### Exercise brief
Find the string "below" in the records and copy each line where it occurs.
————————
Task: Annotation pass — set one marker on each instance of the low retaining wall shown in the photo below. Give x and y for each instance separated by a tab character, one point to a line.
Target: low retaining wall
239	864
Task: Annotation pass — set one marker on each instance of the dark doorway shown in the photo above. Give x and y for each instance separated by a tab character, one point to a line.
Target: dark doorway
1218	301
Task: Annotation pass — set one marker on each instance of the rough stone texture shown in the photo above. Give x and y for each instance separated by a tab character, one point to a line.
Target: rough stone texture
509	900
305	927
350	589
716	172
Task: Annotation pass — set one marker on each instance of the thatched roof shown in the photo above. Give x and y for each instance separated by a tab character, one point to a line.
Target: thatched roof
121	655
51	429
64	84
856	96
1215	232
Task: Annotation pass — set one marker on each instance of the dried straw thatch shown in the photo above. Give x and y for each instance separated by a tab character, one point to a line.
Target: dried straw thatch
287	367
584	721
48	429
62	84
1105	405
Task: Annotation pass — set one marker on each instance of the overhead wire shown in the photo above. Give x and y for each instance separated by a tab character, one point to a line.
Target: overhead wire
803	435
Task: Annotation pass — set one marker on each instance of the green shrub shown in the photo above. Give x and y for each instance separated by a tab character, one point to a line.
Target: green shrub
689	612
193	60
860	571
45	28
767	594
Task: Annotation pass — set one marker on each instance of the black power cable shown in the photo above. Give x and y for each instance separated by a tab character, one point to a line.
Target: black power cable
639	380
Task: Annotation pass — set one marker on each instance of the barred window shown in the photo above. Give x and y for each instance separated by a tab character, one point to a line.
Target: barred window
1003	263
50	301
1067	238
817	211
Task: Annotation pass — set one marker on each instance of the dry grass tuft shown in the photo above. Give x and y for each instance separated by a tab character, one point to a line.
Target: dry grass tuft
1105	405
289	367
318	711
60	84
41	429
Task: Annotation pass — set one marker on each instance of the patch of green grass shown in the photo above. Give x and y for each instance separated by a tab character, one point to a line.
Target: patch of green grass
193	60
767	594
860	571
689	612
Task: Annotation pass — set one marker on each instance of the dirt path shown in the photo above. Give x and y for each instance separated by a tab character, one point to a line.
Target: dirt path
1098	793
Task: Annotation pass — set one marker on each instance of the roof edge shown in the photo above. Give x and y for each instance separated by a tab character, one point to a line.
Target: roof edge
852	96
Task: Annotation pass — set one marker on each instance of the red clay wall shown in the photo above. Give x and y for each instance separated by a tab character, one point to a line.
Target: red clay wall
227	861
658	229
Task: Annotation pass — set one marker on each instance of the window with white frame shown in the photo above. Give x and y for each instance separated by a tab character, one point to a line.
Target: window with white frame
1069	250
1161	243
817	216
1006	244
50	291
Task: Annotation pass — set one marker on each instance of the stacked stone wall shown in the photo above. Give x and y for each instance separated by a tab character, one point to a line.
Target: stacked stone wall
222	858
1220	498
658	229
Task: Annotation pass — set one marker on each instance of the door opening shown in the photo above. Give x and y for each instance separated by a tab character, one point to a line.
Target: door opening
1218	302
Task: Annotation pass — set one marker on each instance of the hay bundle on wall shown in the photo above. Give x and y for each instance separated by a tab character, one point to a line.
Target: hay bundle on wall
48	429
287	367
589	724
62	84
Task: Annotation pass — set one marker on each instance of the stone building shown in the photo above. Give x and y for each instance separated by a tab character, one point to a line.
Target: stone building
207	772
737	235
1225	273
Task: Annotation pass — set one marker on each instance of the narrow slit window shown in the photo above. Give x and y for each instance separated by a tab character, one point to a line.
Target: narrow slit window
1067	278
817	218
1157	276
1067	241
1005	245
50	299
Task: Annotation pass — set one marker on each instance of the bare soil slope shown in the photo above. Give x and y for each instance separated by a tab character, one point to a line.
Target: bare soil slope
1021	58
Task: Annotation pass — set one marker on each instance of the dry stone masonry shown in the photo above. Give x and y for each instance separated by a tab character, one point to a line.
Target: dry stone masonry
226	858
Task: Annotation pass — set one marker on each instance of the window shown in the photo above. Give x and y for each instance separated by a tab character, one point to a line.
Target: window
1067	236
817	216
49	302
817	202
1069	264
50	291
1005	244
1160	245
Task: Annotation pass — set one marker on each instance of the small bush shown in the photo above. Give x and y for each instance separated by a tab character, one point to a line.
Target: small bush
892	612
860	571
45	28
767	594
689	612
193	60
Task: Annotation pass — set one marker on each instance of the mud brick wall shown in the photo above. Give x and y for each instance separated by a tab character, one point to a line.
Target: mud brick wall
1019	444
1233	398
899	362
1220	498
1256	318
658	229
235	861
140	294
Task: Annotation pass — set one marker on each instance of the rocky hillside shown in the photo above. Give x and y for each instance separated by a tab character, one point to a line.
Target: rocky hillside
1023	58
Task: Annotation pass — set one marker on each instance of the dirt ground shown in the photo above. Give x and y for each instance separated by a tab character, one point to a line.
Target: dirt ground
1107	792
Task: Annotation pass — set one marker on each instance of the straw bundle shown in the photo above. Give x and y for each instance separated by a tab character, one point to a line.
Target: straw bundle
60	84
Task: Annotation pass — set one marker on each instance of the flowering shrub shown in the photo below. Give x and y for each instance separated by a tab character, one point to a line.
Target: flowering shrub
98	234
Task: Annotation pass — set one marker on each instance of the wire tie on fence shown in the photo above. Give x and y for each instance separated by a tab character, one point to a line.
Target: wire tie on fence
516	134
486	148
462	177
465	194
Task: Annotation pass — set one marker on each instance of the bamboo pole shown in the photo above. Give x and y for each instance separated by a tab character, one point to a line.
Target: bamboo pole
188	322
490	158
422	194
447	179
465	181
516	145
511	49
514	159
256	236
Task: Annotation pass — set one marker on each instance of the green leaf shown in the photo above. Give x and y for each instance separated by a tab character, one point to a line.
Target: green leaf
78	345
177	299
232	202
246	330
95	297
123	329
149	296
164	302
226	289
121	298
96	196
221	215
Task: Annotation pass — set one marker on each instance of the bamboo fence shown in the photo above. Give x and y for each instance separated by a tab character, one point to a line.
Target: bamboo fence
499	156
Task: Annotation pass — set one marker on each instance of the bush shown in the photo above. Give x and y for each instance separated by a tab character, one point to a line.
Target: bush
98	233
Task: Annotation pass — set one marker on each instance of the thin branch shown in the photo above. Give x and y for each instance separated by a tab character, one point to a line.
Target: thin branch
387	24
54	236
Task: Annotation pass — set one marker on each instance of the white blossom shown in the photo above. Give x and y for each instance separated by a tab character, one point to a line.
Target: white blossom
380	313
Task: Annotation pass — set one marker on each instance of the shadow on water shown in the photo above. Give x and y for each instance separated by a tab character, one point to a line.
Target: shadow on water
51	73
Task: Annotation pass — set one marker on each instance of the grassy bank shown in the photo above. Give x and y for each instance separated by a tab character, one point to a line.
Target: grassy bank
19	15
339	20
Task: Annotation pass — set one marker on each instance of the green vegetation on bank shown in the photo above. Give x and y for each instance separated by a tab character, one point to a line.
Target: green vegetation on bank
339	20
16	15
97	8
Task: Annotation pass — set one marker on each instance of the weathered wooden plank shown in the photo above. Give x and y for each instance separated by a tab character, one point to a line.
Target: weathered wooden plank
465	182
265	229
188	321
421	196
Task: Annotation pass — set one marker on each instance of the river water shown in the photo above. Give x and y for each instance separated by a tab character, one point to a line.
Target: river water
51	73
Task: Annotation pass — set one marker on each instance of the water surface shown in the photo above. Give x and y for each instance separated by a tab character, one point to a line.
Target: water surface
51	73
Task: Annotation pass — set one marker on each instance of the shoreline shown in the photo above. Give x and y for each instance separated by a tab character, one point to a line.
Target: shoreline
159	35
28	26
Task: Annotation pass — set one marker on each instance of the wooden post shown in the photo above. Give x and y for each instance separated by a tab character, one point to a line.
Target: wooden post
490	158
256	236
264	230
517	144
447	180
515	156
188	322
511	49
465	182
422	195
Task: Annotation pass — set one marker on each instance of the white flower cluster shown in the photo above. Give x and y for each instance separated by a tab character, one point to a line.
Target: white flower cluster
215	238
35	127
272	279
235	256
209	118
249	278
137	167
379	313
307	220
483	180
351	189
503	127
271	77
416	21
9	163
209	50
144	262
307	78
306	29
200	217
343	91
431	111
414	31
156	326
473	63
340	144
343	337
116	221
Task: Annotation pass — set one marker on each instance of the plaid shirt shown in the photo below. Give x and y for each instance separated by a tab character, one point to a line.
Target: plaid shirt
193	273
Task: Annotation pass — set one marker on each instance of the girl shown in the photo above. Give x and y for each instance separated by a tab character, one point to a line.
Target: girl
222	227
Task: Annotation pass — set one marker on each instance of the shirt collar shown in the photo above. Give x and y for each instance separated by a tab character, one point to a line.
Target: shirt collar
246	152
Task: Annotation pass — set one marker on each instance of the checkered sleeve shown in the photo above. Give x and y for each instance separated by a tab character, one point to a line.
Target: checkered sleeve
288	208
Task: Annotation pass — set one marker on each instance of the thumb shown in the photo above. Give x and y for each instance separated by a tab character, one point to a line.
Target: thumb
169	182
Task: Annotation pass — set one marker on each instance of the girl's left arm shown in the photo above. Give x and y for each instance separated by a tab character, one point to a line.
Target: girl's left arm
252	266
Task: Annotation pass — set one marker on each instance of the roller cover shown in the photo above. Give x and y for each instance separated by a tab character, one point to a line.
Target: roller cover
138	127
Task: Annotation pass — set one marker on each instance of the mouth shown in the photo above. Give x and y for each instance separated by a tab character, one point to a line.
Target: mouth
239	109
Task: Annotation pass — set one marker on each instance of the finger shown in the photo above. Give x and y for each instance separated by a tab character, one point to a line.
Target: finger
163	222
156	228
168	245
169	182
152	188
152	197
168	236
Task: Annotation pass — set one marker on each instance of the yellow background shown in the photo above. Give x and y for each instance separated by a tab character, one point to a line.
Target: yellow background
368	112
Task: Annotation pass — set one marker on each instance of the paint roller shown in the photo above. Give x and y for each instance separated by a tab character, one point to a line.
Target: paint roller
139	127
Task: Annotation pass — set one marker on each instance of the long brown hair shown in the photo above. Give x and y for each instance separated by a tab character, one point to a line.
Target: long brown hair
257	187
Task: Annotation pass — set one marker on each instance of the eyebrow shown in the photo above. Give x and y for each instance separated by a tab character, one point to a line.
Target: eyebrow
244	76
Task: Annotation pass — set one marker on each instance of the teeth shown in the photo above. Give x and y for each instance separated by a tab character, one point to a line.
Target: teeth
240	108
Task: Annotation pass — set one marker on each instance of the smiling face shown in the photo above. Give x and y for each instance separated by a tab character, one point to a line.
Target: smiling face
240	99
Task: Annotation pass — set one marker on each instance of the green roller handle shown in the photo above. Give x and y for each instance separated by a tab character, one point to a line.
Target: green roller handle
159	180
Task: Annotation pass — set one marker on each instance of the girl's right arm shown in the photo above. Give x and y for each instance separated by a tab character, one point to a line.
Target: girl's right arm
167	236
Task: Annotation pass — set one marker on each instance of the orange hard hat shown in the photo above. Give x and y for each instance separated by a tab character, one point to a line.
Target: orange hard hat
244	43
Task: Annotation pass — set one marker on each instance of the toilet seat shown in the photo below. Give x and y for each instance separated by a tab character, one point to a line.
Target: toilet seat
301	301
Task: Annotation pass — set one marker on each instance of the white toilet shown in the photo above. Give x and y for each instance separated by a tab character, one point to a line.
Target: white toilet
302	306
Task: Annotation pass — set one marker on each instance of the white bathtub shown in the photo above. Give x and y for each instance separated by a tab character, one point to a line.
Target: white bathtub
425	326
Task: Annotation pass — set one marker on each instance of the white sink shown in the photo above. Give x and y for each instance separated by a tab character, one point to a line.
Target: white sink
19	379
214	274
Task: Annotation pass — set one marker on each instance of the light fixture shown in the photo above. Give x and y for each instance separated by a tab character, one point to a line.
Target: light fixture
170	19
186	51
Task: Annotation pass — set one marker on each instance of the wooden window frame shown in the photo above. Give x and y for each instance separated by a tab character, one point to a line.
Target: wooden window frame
————————
### Completed exercise
Task: Annotation pass — set one marker on each instance of the low retaining wall shown in the photo below. Give x and y for each instance separated by a tab character, one point to a line.
Task: Annotation pass — set one marker on each instance of the flowering shrub shown in the photo below. Give x and y for each instance separated by a tab character, one point to a line.
Task: Annotation pass — set one marker on each instance of the plaid shirt shown in the photo below. Give x and y for each instance separated by a tab character, one point to a line.
Task: Annotation pass — set one marker on each instance of the toilet seat shown in the photo below. Give x and y for each instance separated by a tab character, one point to a line.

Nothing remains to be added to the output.